» **TAREFAS**:
1) Reproduza a parte do trecho citado que vai de "A estupidez é" até "bares e churrascos.".
2) Segundo o trecho citado, em que lugares se cultua a deusa da burrice, em oposição aos templos do "saber"? Liste todos.

» **TRECHO CITADO**:
+ + + +

Confraria de estúpidos

A estupidez é uma teimosia intelectual. O estúpido é um inapto para o bom combate de ideias. E existem dois grandes grupos de ignorantes: aqueles que têm grife e os sem qualificação alguma. Estes últimos passam a vida toda reproduzindo mecanicamente o que os primeiros julgam que pensam. Já os que possuem certo gabarito inundam as mais diversas fontes de produção do conhecimento no mundo contemporâneo.

Sem sombra de dúvidas, o estrago produzido por energúmenos com grife é muito mais devastador do que aquele gerado por ignóbeis comuns. Ambos comungam de um mesmo ideal: do culto à estultícia. Todavia, venerar a deusa da burrice dentro dos templos do “saber” é muito diferente do que cultuá-la nas ruas, bares e churrascos.

Na soberba do mainstream, os estúpidos fazem parte de uma confraria. Sem um verdadeiro choque de ideias, o único embate real é o da guerra de vaidades para saber quem conseguirá maior destaque. Pelo menos é isso que pode ser visto em universidades ou mídia, por exemplo. Para não ser injusto, pequenas discordâncias sobre perfumarias fazem parte do teatro que simula discordâncias profundas. No fundo, mas bem no fundo do poço, os estúpidos com grife são indivíduos covardes que se encastelam em instituições que lhes enchem de respaldo pela tradição que herdaram. Ou seja, é chique pertencer a uma determinada universidade, mesmo que tanto a universidade quanto o estúpido não comunguem 0,5% da história daquela instituição.

Mesmo que a imbecilidade não tenha inclinação filosófica específica, não é preciso dizer em qual visão de mundo ela é mais abundante. Ou seria, predominante? Mas não se pode negar que dentro de uma batalha cultural, cada lado imputa a idiotice aos seus algozes. E ainda existem aqueles que desejam uma terceira via de asneiras, como se fossem baluartes da verdadeira racionalidade e estivessem no Olimpo. A terceira via é extremamente inocente: aquele que faz concessões para o bem e para o mal, torna-se parte da maldade; aquele que dialoga com o maldade, acaba envolvido por ela.

+ + + +

» **LISTAGEM FORNECIDA**:
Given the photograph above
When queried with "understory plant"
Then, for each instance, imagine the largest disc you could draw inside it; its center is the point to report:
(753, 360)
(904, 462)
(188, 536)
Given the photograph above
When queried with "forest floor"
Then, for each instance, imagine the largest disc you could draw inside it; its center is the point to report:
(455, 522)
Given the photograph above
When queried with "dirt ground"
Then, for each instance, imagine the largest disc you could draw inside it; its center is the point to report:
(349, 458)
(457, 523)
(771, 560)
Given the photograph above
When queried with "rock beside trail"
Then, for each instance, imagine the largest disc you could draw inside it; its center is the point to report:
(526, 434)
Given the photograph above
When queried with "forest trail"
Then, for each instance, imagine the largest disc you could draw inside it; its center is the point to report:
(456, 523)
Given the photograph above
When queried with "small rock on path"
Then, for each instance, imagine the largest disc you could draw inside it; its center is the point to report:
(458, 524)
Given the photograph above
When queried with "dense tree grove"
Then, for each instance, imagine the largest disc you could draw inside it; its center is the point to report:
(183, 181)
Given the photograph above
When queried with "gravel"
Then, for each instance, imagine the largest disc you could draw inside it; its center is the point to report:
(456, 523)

+ + + +

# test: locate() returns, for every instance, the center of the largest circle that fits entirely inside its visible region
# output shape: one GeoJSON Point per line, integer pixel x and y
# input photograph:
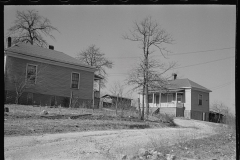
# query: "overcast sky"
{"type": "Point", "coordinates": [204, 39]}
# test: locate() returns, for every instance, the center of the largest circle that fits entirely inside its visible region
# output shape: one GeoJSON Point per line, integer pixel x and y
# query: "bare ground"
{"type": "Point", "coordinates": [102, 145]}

+ + + +

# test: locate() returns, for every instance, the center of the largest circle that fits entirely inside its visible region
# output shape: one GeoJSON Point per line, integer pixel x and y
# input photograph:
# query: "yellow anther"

+ + + +

» **RESPOSTAS ESPERADAS**:
1)
A estupidez é uma teimosia intelectual. O estúpido é um inapto para o bom combate de ideias. E existem dois grandes grupos de ignorantes: aqueles que têm grife e os sem qualificação alguma. Estes últimos passam a vida toda reproduzindo mecanicamente o que os primeiros julgam que pensam. Já os que possuem certo gabarito inundam as mais diversas fontes de produção do conhecimento no mundo contemporâneo.

Sem sombra de dúvidas, o estrago produzido por energúmenos com grife é muito mais devastador do que aquele gerado por ignóbeis comuns. Ambos comungam de um mesmo ideal: do culto à estultícia. Todavia, venerar a deusa da burrice dentro dos templos do “saber” é muito diferente do que cultuá-la nas ruas, bares e churrascos.

2) ruas, bares, churrascos